-- The request --
According to the cross-modal search text below, into what do the vision tower and the text tower of OpenCLIP-family models both project?

--- START Text extract ---

Search Text Against Images (Cross-Modal)
OpenCLIP-family models carry both a vision tower and a text tower in the same checkpoint, with both towers projecting into a shared latent space. That means a text query embedded with the text tower lives in the same vector space as image embeddings produced by the vision tower — vector search against an image corpus accepts a text query directly, no separate text encoder, no projection bridge.
This recipe shows the full path: index images with the vision tower, embed a text query with the text tower, run search().
1. Index the image corpus with the vision tower
Rust
#![allow(unused)]
fn main() {
extern crate jammi_db;
extern crate jammi_ai;
extern crate tokio;
use jammi_ai::session::InferenceSession;
async fn ex(session: &InferenceSession) -> jammi_db::error::Result<()> {
session.generate_image_embeddings(
"figures",
"laion/CLIP-ViT-B-32-laion2B-s34B-b79K",
"image", // column containing image data
"figure_id", // key column
).await?;
Ok(()) }
}
Python
db.generate_image_embeddings(
source="figures",
model="laion/CLIP-ViT-B-32-laion2B-s34B-b79K",
image_column="image",
key="figure_id",
)

--- END Text extract ---
--- START Material ---

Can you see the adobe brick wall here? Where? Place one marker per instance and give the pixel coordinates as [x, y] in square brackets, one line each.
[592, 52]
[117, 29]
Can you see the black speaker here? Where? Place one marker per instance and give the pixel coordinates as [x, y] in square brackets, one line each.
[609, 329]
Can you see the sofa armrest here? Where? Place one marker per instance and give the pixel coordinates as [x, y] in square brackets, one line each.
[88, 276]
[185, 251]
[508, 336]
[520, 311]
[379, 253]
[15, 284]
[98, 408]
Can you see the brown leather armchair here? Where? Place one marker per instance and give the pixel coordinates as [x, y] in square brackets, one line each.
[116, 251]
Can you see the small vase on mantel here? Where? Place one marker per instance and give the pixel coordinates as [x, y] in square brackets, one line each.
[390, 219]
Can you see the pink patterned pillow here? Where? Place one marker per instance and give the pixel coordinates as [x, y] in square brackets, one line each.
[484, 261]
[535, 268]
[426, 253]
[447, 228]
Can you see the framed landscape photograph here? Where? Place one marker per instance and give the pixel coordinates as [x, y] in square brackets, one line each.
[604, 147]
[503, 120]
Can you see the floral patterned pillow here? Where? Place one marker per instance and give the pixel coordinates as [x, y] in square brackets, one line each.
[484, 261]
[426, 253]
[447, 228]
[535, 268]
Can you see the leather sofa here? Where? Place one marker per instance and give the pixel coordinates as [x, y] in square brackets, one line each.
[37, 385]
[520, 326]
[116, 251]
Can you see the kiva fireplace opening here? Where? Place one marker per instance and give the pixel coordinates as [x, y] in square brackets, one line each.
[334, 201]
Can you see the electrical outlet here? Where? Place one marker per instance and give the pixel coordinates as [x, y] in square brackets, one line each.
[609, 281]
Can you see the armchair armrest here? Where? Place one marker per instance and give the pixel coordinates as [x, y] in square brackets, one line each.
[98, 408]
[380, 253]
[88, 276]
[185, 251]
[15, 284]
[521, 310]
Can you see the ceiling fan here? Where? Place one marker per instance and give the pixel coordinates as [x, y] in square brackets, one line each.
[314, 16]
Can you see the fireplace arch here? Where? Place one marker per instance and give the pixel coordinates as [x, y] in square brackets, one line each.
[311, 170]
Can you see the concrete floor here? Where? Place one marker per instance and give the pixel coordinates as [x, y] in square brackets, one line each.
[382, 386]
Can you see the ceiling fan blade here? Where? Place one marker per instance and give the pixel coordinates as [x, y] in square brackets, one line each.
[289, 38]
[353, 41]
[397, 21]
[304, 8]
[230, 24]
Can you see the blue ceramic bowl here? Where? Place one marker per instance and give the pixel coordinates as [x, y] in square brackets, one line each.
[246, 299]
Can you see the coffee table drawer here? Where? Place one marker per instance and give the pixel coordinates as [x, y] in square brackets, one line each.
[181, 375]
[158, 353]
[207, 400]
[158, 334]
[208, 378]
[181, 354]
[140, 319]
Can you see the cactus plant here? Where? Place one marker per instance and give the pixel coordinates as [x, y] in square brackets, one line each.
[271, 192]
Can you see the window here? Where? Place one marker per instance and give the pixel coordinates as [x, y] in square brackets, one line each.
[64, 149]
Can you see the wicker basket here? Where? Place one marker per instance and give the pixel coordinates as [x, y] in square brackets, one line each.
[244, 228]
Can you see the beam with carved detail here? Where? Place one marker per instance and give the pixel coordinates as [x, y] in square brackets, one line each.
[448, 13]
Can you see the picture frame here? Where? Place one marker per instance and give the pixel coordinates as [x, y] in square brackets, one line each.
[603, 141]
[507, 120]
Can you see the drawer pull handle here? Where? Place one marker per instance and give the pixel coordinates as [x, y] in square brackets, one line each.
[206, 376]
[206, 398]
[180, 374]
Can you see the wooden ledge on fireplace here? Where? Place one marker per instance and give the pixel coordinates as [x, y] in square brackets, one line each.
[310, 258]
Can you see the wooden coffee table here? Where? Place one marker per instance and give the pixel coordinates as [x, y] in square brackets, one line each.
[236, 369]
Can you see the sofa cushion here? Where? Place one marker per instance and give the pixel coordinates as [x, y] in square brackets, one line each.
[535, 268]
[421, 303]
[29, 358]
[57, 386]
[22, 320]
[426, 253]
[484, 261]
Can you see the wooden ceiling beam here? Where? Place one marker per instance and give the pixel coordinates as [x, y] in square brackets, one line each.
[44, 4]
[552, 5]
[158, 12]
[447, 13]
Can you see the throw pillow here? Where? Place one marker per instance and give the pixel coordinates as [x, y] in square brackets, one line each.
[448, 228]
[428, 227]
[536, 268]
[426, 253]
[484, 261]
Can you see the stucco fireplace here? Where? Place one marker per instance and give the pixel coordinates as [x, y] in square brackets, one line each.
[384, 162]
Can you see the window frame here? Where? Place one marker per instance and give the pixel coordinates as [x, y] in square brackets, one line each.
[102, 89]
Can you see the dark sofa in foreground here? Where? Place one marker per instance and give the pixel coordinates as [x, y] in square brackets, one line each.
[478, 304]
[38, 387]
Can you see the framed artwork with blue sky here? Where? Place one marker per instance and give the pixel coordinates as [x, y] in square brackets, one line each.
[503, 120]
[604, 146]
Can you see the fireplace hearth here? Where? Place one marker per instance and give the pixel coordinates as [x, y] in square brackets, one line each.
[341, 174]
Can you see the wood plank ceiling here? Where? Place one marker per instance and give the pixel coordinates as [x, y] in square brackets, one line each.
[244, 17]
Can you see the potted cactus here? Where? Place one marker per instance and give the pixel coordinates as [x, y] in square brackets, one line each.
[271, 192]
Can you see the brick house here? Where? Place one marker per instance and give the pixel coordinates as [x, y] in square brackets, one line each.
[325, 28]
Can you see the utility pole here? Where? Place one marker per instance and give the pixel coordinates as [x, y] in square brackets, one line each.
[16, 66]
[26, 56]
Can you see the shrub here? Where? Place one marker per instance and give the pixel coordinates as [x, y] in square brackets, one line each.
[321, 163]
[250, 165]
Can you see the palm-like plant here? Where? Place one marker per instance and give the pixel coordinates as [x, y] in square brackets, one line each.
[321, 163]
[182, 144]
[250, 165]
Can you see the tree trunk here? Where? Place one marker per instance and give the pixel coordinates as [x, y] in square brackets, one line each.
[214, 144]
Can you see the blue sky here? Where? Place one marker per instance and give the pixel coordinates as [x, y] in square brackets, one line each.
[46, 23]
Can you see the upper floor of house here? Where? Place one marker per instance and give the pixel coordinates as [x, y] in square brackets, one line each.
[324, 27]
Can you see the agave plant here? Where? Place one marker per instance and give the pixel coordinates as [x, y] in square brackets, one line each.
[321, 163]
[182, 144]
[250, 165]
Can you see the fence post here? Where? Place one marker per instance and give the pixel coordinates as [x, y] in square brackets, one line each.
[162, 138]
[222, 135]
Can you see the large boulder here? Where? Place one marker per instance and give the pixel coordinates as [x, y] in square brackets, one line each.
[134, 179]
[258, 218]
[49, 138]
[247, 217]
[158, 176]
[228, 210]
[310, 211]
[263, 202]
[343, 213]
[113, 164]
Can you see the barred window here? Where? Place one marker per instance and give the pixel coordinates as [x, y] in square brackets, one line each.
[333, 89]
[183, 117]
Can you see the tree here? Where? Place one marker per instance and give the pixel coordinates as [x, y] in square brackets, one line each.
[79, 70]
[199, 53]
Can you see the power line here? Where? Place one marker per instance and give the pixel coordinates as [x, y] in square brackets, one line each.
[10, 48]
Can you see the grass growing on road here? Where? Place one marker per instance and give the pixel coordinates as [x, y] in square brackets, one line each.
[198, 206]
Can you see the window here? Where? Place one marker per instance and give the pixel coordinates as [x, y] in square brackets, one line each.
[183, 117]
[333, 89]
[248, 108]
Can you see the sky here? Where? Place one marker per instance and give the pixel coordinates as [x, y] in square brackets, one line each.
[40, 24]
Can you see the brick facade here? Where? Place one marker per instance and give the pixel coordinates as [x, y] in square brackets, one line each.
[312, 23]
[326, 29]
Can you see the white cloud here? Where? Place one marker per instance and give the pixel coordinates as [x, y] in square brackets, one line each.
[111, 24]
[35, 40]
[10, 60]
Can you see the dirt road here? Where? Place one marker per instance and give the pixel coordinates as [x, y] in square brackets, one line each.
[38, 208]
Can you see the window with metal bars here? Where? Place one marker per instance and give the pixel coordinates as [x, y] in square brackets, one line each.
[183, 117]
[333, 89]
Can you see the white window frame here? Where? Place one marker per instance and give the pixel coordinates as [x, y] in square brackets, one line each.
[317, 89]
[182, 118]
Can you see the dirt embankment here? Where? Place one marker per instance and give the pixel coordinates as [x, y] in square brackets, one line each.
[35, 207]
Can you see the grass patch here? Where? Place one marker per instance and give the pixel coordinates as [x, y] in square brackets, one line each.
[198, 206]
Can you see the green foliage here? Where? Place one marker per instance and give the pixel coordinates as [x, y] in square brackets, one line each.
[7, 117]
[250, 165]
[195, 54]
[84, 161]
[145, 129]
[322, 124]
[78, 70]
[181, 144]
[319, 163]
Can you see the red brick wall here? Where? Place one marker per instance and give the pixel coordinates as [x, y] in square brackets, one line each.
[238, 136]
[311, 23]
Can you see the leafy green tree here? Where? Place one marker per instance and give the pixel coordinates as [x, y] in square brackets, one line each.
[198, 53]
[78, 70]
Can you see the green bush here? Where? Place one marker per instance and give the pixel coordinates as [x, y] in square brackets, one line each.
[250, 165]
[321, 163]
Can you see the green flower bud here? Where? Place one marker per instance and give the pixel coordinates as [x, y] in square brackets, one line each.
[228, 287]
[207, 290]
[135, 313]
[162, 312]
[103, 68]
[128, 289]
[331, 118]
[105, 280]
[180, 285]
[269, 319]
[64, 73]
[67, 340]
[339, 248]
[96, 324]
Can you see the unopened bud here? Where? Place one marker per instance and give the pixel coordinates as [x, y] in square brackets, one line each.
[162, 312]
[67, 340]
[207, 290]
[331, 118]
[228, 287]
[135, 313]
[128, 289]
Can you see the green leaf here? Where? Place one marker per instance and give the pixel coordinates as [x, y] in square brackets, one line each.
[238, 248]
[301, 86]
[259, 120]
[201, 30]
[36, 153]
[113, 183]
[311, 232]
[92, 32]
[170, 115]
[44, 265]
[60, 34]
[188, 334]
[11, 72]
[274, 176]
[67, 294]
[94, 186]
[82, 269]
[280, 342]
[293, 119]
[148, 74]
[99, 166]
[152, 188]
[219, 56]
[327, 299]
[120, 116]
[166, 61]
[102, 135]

--- END Material ---

-- Solved problem --
A shared latent space.